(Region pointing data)
*-*-*
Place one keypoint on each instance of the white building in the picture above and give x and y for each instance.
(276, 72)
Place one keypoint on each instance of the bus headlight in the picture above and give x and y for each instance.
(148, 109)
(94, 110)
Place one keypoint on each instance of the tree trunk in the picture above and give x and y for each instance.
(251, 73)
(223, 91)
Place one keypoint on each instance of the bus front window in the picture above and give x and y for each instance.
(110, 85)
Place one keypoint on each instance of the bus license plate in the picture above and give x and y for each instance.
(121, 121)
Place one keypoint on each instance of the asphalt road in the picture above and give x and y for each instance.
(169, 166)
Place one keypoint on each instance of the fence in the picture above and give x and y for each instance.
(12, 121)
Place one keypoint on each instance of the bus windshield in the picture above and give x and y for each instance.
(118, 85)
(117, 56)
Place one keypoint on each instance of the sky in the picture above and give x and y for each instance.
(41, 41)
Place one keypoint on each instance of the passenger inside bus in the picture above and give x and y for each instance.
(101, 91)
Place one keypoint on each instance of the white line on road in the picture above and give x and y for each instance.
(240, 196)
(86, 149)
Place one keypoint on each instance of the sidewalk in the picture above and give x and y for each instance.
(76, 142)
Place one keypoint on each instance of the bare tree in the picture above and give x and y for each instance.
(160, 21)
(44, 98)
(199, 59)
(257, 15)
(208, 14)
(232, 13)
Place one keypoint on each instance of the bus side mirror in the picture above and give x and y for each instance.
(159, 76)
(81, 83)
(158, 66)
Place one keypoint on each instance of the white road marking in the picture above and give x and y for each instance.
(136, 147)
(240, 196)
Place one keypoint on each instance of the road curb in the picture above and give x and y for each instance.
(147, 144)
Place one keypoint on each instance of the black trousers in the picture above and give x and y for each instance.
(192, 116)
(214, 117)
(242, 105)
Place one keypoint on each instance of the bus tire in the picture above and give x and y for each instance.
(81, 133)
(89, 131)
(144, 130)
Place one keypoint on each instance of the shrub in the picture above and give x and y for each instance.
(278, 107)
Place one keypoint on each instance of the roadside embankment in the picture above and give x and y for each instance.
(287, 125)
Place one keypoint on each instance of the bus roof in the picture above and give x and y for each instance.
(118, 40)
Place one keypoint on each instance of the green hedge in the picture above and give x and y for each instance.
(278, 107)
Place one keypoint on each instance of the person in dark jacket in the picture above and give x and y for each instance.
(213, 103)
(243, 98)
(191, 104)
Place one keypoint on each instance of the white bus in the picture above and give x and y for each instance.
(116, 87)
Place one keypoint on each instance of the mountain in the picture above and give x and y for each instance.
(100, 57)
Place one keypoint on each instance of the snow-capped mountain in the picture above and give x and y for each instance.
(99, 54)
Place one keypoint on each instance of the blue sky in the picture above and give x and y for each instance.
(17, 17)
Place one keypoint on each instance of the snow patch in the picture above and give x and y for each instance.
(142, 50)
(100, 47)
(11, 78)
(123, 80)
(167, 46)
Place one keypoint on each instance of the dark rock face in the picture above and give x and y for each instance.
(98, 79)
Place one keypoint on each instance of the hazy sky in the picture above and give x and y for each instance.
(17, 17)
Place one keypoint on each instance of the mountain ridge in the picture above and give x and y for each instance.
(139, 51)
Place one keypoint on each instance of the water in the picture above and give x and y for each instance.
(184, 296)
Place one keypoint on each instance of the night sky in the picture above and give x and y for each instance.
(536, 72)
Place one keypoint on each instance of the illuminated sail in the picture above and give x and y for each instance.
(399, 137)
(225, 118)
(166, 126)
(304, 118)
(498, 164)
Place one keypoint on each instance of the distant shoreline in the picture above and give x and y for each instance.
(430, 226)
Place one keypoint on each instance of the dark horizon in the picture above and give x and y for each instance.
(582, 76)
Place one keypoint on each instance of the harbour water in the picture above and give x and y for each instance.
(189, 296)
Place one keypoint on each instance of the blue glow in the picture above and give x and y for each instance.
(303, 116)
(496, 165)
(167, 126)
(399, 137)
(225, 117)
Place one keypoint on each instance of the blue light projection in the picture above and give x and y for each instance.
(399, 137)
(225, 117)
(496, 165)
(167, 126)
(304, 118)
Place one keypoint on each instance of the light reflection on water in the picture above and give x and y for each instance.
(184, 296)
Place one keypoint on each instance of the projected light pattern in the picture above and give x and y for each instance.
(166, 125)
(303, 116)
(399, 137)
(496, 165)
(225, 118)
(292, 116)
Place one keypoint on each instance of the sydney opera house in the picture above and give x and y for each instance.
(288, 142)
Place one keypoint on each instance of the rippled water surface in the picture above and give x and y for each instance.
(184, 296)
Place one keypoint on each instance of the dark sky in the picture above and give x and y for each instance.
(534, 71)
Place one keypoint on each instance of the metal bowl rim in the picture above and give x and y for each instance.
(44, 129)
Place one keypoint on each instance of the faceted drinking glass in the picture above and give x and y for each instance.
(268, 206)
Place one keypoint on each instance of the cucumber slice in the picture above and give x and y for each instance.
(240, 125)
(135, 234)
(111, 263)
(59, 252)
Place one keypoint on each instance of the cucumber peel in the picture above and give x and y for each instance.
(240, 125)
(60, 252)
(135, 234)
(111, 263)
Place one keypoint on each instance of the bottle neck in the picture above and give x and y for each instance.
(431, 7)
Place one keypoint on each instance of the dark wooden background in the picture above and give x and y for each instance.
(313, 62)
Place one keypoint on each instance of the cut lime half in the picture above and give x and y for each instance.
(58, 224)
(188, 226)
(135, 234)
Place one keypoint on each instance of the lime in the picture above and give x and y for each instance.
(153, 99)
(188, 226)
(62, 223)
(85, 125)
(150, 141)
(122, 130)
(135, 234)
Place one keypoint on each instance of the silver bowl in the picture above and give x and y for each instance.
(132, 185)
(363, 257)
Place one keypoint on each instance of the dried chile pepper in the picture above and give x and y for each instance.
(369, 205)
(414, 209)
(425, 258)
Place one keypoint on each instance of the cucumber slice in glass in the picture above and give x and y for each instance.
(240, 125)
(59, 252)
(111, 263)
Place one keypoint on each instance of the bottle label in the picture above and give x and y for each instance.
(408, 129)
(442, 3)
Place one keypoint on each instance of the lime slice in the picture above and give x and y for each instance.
*-*-*
- _Task item_: Output each line of the data exactly as it stands above.

- _Solution for this task_:
Place one keypoint on each instance of the white building in the picture above and give x and y for each instance.
(276, 72)
Place one keypoint on each instance of the bus headlight in the picture above and give x and y for each instance.
(148, 109)
(94, 110)
Place one keypoint on each instance of the tree trunk in the picture above and give x and y for each instance.
(251, 73)
(223, 91)
Place one keypoint on each instance of the bus front window in the picture above and give x and y for each instance.
(110, 85)
Place one keypoint on each instance of the bus license plate in the picture above and give x and y for each instance.
(121, 121)
Place one keypoint on each instance of the asphalt road in the picture above and give x and y for each instance.
(169, 166)
Place one keypoint on each instance of the fence in the picture above and give x and y for each instance.
(12, 121)
Place one keypoint on each instance of the bus windshield in the picture above and give x and y for each instance.
(118, 85)
(117, 56)
Place one keypoint on each instance of the sky in the picture above and give x and y for each instance.
(41, 41)
Place one keypoint on each instance of the passenger inside bus in the picture above and give x and y for each instance.
(101, 91)
Place one keypoint on each instance of the white line on road in the picture above and give x and y for each instance.
(240, 196)
(86, 149)
Place one keypoint on each instance of the sidewalk in the picture above and give x and y for each instance.
(76, 142)
Place one keypoint on each instance of the bare tree in the picture above and give x and y for each instance.
(160, 21)
(44, 98)
(199, 59)
(257, 15)
(208, 14)
(232, 13)
Place one keypoint on each instance of the bus side mirror in the picture above and give x and y for each instance.
(159, 76)
(81, 83)
(158, 66)
Place one keypoint on each instance of the white road marking in the picture above and give x and y for each instance.
(136, 147)
(240, 196)
Place one keypoint on each instance of the road curb in the picture above and give x and y for each instance.
(147, 144)
Place one keypoint on each instance of the black trousers in the picture above and give x and y for each instance.
(192, 116)
(214, 117)
(242, 105)
Place one keypoint on each instance of the bus tire in the picture above and give x and y for each instance.
(81, 133)
(89, 131)
(144, 130)
Place one keypoint on each instance of the shrub in the picture above and give x and y for each instance.
(278, 107)
Place one keypoint on each instance of the roadside embankment in the picture above and give x and y for each instance.
(287, 125)
Place one keypoint on each instance of the bus roof in the picture above and give x and y for each instance.
(118, 40)
Place one keypoint on each instance of the green hedge in the picture above and give x and y for each instance.
(278, 107)
Place one keypoint on each instance of the person in dark jacket in the picture above and give x and y for each instance.
(213, 103)
(243, 98)
(191, 104)
Place one keypoint on each instance of the white bus in the picture above and give x and y for each instance.
(116, 87)
Place one keypoint on each instance of the mountain in the picture above and give x and y for each instance.
(100, 57)
Place one keypoint on each instance of the snow-capped mountain in the picture above and give x and y for each instance.
(99, 54)
Place one keypoint on each instance of the blue sky in the picture above and give x and y for each instance.
(17, 17)
Place one keypoint on each instance of the snow patch in the picture above and give x and y for each instance.
(142, 50)
(100, 47)
(11, 78)
(123, 80)
(167, 46)
Place one keypoint on each instance of the dark rock face in the picture above and give x and y for each instance.
(98, 79)
Place one keypoint on each instance of the hazy sky in the picture above and give x and y for each instance.
(17, 17)
Place one keypoint on each instance of the mountain ridge in the picture above and give x and y for each instance.
(139, 51)
Place one keypoint on each instance of the water in the picture above and give x and y for each instance.
(184, 296)
Place one keypoint on each instance of the night sky in the picture above and give x and y for each instance.
(536, 72)
Place one keypoint on each instance of the illuminated sail in the picture above and give x and y for each instance.
(399, 137)
(225, 118)
(166, 126)
(304, 118)
(498, 164)
Place one keypoint on each instance of the distant shoreline in the picture above and give x and y for each instance.
(430, 226)
Place one keypoint on each instance of the dark horizon in the picture above and give x and y for each instance.
(582, 76)
Place one keypoint on each instance of the harbour water in the picture above and give x and y for each instance.
(189, 296)
Place one keypoint on each instance of the blue glow in the picture above and give x and y for each instance.
(303, 116)
(496, 165)
(167, 126)
(399, 137)
(225, 117)
Place one keypoint on each instance of the blue light projection in the picture above and give x and y for each instance.
(399, 137)
(225, 117)
(496, 165)
(167, 126)
(304, 118)
Place one keypoint on each instance of the light reflection on water in the picture above and give x and y for each instance.
(184, 296)
Place one keypoint on each instance of the projected light pattern in the picture above and give x and y for each instance.
(166, 125)
(303, 116)
(399, 137)
(496, 165)
(225, 118)
(292, 116)
Place one keypoint on each instance of the sydney opera house in the picture above and give x and y for each instance.
(288, 142)
Place one keypoint on each instance of the rippled water surface in the picture above and give x and y for each instance.
(184, 296)
Place one keypoint on each instance of the dark sky in the picture above and give x and y for each instance.
(534, 71)
Place one keypoint on each instance of the metal bowl rim in the picture above and give x and y for each instance.
(44, 129)
Place one keypoint on each instance of the faceted drinking glass in the picture above and give x and y for each instance.
(268, 206)
Place one keypoint on each instance of the cucumber slice in the picture above and give x and y for each instance.
(240, 125)
(135, 234)
(111, 263)
(59, 252)
Place one keypoint on each instance of the cucumber peel in the picture above and give x and y for each instance.
(240, 125)
(60, 252)
(135, 234)
(111, 263)
Place one keypoint on each instance of the bottle neck in the picture above and give x and y for each instance.
(431, 7)
Place one keypoint on each instance of the dark wooden background in the picture above and give x and y for each instance.
(313, 62)
Place one keypoint on each instance of the cut lime half in the picture above and give x and y for each instance.
(58, 224)
(188, 226)
(135, 234)
Place one keypoint on each instance of the lime in the picture above and give x and y for each instance.
(153, 99)
(188, 226)
(62, 223)
(85, 125)
(150, 141)
(122, 130)
(135, 234)
Place one keypoint on each instance of the silver bowl in the picture above and give x and y for each instance.
(132, 185)
(363, 257)
Place one keypoint on each instance of the dried chile pepper in the picture above and give x and y for each instance.
(369, 205)
(414, 209)
(425, 258)
Place one keypoint on each instance of the cucumber slice in glass in the picture above and give x and y for each instance.
(240, 125)
(59, 252)
(111, 263)
Place one keypoint on each instance of the bottle label in the picture above and give x and y for each instance.
(408, 129)
(442, 3)
Place one keypoint on each instance of the lime slice in the picture above and give x and y for each instance.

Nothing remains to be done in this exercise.